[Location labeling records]
— start —

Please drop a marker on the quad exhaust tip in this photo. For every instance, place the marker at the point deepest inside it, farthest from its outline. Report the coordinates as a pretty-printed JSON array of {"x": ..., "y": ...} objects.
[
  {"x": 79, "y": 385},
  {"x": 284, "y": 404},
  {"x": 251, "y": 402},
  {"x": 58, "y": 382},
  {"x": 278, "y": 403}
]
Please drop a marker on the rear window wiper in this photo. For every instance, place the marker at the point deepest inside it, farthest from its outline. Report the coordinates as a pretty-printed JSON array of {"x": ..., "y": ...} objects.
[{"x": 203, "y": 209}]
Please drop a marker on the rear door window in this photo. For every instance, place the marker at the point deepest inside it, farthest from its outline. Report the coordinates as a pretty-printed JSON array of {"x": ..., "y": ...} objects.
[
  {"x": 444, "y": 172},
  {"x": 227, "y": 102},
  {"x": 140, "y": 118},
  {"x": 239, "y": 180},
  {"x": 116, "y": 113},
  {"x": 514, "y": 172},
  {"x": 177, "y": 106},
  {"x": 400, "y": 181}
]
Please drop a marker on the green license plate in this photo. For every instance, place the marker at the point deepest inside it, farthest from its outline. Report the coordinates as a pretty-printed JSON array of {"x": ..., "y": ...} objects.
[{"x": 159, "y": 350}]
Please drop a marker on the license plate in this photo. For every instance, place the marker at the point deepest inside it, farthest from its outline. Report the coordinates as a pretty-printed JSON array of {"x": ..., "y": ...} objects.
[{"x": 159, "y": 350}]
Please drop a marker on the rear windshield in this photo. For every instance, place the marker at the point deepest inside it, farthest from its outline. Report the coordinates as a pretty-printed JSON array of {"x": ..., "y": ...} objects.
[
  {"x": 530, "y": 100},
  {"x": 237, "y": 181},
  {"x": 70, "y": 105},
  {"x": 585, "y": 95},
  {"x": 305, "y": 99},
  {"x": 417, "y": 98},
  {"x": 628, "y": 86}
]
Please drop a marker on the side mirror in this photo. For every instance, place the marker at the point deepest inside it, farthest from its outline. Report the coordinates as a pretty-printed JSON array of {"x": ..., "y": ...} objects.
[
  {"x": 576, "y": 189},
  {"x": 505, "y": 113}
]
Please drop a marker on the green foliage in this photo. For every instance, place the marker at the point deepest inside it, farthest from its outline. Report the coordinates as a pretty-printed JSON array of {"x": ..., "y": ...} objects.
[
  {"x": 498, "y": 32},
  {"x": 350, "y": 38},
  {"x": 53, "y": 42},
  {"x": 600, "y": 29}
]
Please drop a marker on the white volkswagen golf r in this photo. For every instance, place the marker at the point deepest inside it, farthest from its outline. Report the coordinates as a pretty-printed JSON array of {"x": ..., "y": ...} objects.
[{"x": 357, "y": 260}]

— end —

Each record above should be output again exactly.

Please drop a marker on the quad exhaust tip in this photo. For every instance, place the marker at the point deepest inside it, farthest from its outline. Report the coordinates as a pretty-printed JSON array of {"x": ..., "y": ...} objects.
[
  {"x": 79, "y": 385},
  {"x": 284, "y": 404},
  {"x": 251, "y": 402},
  {"x": 58, "y": 382},
  {"x": 278, "y": 403}
]
Please drop a marker on the rear window wiper in this photo. For every instance, place the marker at the point deepest inside it, farthest from its outline. Report the coordinates as a pretty-printed JSON array of {"x": ..., "y": ...} objects.
[{"x": 203, "y": 209}]
Please drop a marker on the rear door window in this photo. For every instance, place the marker at the point deepest inside it, farthest from its outline. Report the coordinates as a pretty-printed JSON array of {"x": ..., "y": ...} objects.
[
  {"x": 444, "y": 172},
  {"x": 227, "y": 102},
  {"x": 140, "y": 118},
  {"x": 239, "y": 180},
  {"x": 116, "y": 113},
  {"x": 514, "y": 172},
  {"x": 177, "y": 106},
  {"x": 400, "y": 181}
]
Please drop a marker on the green license plate in this photo. For every instance, place the marker at the point deepest inside it, farthest from its outline. Report the coordinates as a pretty-printed JSON array of {"x": ..., "y": ...} objects.
[{"x": 159, "y": 350}]
Please drop a marker on the license plate in this photo. For every instance, place the marker at the point deepest inside it, farthest from its outline. Report the coordinates as a pretty-printed JSON array of {"x": ..., "y": ...} objects.
[{"x": 159, "y": 350}]
Please drop a marker on the rear windshield in this photo. For every instance, place the marker at the point deepest inside it, farthest from its outline. Report the coordinates as a pretty-printed JSON array of {"x": ..., "y": ...} objects.
[
  {"x": 530, "y": 100},
  {"x": 237, "y": 181},
  {"x": 70, "y": 105},
  {"x": 585, "y": 95},
  {"x": 305, "y": 99},
  {"x": 417, "y": 98},
  {"x": 628, "y": 86}
]
Please drop a marker on the side mirror in this photo. For every instance, place the marker at the point deepest inside it, farthest from its outline. Report the coordinates as a pretty-printed JSON array of {"x": ..., "y": ...} objects.
[
  {"x": 576, "y": 189},
  {"x": 505, "y": 113}
]
Please drop a marker on the green foliage in this photo. For every instance, place the marker at the point deepest inside it, farthest from its outline. Report the coordinates as a pretty-printed JSON array of {"x": ..., "y": ...} objects.
[
  {"x": 498, "y": 32},
  {"x": 350, "y": 38},
  {"x": 53, "y": 42},
  {"x": 600, "y": 29}
]
Please drop a marker on the white volkswagen golf r in this photo. For every instance, place the marker at the point deepest inside it, farthest from its outline. Report the coordinates as a pretty-printed JSON array of {"x": ..., "y": ...} objects.
[{"x": 357, "y": 260}]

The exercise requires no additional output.